PROBLEM DETAILS = Every line with "stool" in it must be copied from the data.

══ DATA EXTRACT

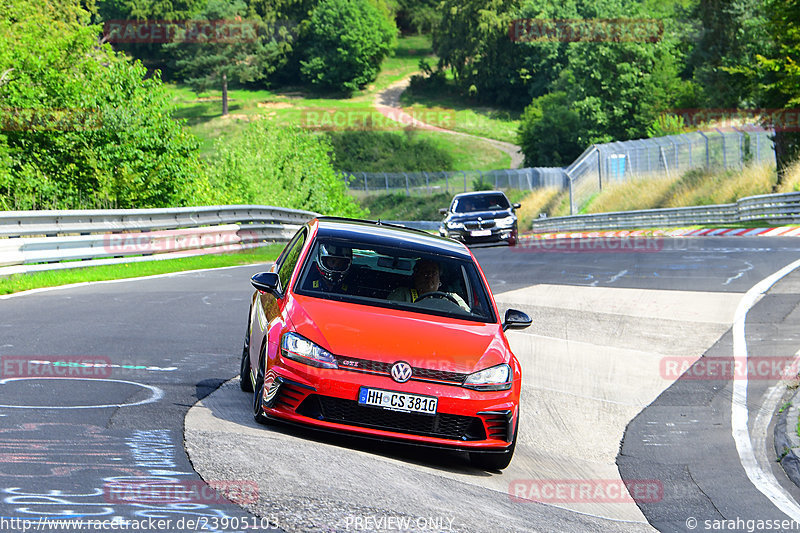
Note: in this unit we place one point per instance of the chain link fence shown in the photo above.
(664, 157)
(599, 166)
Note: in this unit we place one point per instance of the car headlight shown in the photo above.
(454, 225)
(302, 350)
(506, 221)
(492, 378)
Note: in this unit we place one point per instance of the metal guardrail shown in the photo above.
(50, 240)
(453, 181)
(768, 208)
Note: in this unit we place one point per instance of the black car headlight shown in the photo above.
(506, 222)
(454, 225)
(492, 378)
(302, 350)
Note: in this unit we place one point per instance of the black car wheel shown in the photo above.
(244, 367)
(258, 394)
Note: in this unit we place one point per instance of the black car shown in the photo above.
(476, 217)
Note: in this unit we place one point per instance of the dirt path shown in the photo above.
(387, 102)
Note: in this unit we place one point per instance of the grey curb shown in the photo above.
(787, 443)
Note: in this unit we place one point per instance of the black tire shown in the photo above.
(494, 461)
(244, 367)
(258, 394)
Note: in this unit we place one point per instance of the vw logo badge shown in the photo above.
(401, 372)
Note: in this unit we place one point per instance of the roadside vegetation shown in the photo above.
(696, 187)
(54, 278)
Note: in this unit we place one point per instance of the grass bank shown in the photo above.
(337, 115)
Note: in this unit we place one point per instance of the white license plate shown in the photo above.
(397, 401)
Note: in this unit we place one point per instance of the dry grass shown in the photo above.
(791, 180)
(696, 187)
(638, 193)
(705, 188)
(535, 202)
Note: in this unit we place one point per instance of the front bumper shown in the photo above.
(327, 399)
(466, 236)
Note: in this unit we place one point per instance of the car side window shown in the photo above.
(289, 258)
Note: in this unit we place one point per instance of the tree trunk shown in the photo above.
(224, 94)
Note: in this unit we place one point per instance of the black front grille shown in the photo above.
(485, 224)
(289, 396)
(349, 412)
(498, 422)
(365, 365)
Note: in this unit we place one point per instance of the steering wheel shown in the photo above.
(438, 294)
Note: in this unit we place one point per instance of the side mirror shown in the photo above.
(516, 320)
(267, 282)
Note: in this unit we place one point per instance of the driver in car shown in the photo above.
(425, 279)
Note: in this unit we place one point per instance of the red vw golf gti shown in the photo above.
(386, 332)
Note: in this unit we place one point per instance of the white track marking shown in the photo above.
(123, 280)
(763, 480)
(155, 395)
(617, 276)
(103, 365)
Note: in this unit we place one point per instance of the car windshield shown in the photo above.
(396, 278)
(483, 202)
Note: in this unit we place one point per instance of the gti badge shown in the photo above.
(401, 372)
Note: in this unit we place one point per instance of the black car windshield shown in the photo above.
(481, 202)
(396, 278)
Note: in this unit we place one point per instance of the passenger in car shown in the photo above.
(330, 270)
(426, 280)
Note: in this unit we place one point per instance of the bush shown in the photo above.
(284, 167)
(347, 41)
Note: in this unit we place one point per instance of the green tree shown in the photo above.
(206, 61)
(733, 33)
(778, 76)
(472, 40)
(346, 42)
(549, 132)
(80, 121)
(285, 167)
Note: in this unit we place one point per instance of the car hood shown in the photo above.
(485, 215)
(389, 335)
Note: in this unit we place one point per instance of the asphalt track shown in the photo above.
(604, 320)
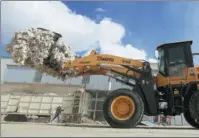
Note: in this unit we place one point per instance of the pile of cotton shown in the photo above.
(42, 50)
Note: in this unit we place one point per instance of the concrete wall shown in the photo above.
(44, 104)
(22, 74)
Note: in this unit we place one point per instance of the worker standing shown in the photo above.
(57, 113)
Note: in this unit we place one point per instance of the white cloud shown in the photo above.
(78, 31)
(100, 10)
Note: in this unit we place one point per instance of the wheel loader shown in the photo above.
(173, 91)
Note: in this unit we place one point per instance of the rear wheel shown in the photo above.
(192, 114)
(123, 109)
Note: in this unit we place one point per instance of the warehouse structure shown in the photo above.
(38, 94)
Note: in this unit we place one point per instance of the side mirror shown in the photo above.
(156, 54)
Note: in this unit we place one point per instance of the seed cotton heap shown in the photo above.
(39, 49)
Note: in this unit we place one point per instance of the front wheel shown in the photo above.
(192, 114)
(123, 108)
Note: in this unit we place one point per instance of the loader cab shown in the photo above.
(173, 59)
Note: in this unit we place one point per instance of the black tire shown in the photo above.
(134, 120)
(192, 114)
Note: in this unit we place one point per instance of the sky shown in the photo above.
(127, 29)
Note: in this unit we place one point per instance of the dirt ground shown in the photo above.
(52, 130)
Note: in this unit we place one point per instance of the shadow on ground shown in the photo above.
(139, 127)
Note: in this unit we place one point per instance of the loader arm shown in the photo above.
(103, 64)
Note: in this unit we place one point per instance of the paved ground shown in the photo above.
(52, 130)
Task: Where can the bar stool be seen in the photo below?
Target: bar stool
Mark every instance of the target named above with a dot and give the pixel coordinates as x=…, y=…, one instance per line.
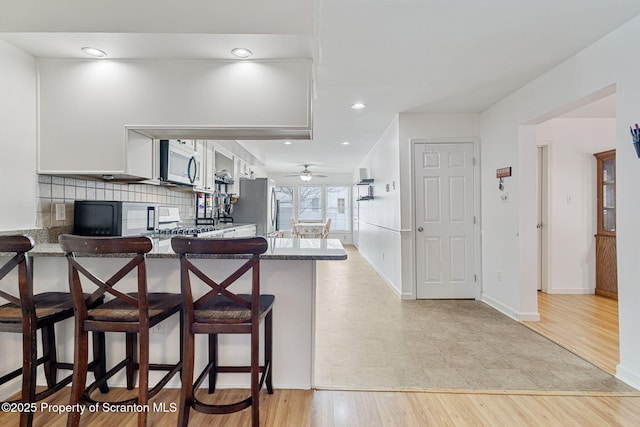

════

WRITTEN SOLUTION =
Task: Where can the bar stool be seen in the photo below?
Target: bar stool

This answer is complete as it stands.